**TO BE DONE**
Please convert the data from the line containing "rolled-up sleeve for player-tracking calibration." through the line containing "[358,360,394,376]", both included, into a JSON list of strings with one string per line and no blank lines.

**DATA TO USE**

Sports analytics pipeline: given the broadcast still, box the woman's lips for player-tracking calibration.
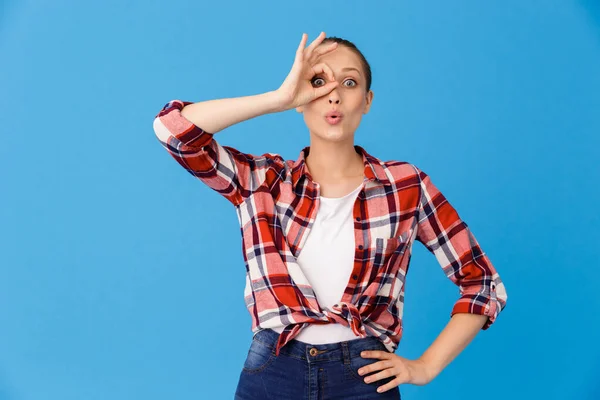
[325,117,343,125]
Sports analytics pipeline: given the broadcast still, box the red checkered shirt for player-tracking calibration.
[154,100,507,354]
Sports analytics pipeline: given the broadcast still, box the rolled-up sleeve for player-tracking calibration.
[153,100,283,206]
[415,167,508,329]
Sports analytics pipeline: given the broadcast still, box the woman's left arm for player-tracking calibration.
[359,167,508,391]
[358,313,488,393]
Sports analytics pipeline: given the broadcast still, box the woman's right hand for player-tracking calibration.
[276,32,338,111]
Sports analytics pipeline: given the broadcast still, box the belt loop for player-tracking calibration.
[342,342,350,365]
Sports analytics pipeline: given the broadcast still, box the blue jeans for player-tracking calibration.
[235,329,400,400]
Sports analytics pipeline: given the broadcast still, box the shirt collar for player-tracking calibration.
[292,145,391,189]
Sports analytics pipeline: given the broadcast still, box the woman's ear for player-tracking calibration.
[363,90,375,114]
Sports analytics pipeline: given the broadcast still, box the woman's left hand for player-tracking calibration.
[358,350,435,393]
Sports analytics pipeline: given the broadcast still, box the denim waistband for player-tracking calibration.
[253,328,389,364]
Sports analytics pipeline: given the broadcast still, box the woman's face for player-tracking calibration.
[296,44,373,142]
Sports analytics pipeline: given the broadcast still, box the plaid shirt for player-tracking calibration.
[154,100,507,354]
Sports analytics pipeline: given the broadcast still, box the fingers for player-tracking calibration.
[312,63,335,81]
[315,82,338,99]
[296,33,308,55]
[360,350,395,359]
[312,42,338,58]
[304,32,325,60]
[358,360,394,376]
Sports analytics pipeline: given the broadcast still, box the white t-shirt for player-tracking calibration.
[273,183,362,344]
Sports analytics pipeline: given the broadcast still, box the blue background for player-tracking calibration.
[0,0,600,400]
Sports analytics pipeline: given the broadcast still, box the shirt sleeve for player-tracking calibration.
[415,167,507,329]
[153,100,283,206]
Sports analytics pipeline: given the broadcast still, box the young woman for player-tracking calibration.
[154,32,507,399]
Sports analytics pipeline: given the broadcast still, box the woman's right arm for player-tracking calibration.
[181,91,285,134]
[154,32,337,205]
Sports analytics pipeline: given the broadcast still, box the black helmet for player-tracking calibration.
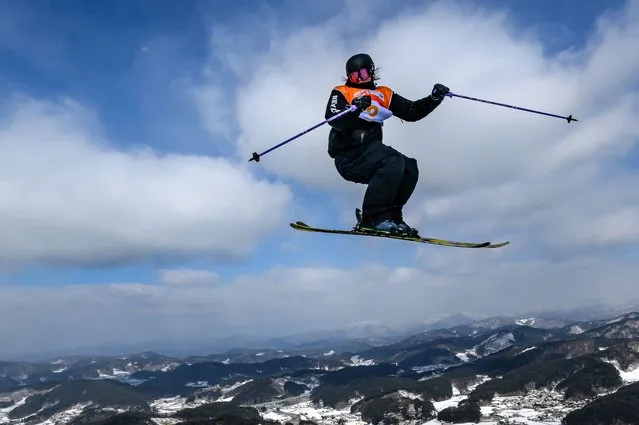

**SOLUTION FOR THIS PROBLEM**
[
  "Sports analytics pipeline: given the broadcast still, box the rolled-up sleeve for player-tracking calibration.",
  "[153,100,283,206]",
  "[415,167,508,329]",
  "Sports analytics pipeline: given the broadcast still, box the woman's left arm for player-tracking calibration.",
  "[359,167,508,391]",
  "[358,313,488,393]",
  "Sports analytics pipeline: given the broadcast still, box the woman's right hand for player-tracking calibration.",
  "[276,32,338,111]",
  "Sports analytics pipeline: given the broadcast still, box the belt loop for player-tracking calibration.",
  "[342,342,350,365]",
  "Sports analytics pipeline: given the broadcast still, box the blue jeans for player-tracking calibration.",
  "[235,329,400,400]",
  "Sports analytics pipeline: given the broadcast still, box the shirt collar for player-tracking calibration.",
  "[292,145,391,189]",
  "Sports analytics pipeline: given the broadcast still, box the woman's ear for player-tracking calibration.",
  "[363,90,375,114]",
  "Sports analytics pipeline: given the broadcast still, box the woman's left hand for player-tracking calibration.",
  "[358,350,435,393]",
  "Sports analytics pipeline: given the broadcast still, box the denim waistband for player-tracking calibration.",
  "[253,328,389,364]",
  "Sports analytics pipeline: given the broadcast still, box the woman's face for player-tracking calibration.",
  "[296,44,373,142]",
  "Sports analytics pipeline: given the broadcast still, box the plaid shirt for player-tracking calibration.",
  "[154,100,507,354]",
  "Sports analytics pipeline: given the broadcast still, box the fingers for player-tracking calibration.",
  "[312,63,335,81]",
  "[315,82,338,99]",
  "[296,33,308,55]",
  "[360,350,395,359]",
  "[312,42,338,58]",
  "[304,32,325,60]",
  "[358,360,394,376]"
]